§ **Prompt**
Line by line, output the entries below exactly as they appear.

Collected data
============

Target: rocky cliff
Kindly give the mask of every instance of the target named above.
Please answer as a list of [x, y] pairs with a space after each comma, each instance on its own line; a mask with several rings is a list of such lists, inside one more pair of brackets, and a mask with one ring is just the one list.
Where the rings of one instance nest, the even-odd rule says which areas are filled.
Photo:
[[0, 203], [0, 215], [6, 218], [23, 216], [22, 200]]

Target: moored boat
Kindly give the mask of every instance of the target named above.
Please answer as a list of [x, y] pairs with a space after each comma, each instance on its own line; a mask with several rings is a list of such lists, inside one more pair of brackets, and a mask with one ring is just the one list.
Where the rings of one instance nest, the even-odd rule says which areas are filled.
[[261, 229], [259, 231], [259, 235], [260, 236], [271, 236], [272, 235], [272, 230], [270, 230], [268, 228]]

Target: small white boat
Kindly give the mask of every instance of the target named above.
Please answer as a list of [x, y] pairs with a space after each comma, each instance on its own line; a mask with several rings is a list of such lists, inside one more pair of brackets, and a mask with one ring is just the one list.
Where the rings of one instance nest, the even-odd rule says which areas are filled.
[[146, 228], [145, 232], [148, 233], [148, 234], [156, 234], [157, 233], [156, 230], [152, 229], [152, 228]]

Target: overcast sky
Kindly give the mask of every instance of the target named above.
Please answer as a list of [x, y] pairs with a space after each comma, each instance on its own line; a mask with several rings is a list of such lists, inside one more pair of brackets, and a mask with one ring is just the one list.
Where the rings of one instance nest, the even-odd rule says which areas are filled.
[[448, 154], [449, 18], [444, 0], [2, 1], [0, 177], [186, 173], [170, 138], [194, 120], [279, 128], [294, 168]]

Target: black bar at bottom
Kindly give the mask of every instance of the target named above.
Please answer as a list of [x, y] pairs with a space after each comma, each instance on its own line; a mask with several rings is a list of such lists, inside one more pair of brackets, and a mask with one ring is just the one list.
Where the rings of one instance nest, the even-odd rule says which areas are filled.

============

§ **Task result**
Target: rocky cliff
Kindly give the mask of every instance of the target named above.
Please answer as a list of [x, y] pairs with a space after each comma, each instance on its own line; a mask with several rings is a list of such lists, inside one more pair of brackets, and a mask with one ring is just the one list.
Where the rings of one instance nest, the even-odd rule says which areas are filled.
Photo:
[[0, 203], [0, 215], [6, 218], [23, 216], [22, 200]]

Target: moored boat
Kindly give the mask of every instance of the target named above.
Please answer as a list of [x, y] pairs with a space after each comma, each instance on its own line; a mask with several rings is a list of such lists, inside one more pair of brackets, and a mask with one ring is just the one list.
Where the rings of one instance nest, the even-odd rule says which areas are filled.
[[261, 229], [259, 231], [259, 235], [260, 236], [271, 236], [272, 235], [272, 230], [270, 230], [268, 228]]

Target: small white boat
Kindly give the mask of every instance of the target named above.
Please answer as a list of [x, y] pairs with a space after each comma, each instance on its own line; a mask with several rings is a list of such lists, inside one more pair of brackets, and a mask with one ring is just the one list.
Where the rings of one instance nest, the even-odd rule says which areas are filled.
[[146, 228], [145, 232], [148, 233], [148, 234], [156, 234], [157, 233], [156, 230], [152, 229], [152, 228]]

Target: overcast sky
Kindly give the mask of every instance of the target named above.
Please answer as a list of [x, y] pairs with a space after each comma, each instance on its own line; a mask with several rings is a list of such lists, inside one more pair of brackets, and a mask with one ring is just the one list.
Where the rings of one instance nest, the even-odd rule says which areas are filled.
[[448, 154], [449, 18], [444, 0], [2, 1], [0, 177], [186, 173], [170, 138], [194, 120], [279, 128], [294, 168]]

Target: black bar at bottom
Kindly give the mask of every instance of the target named above.
Please answer as a list of [x, y] pairs with a space after each comma, each instance on its own line; a mask with several rings is a list of such lists, inside one more pair of brackets, and a mask with one ring is just the one list.
Where the rings of one instance nest, the even-odd rule says which areas are filled.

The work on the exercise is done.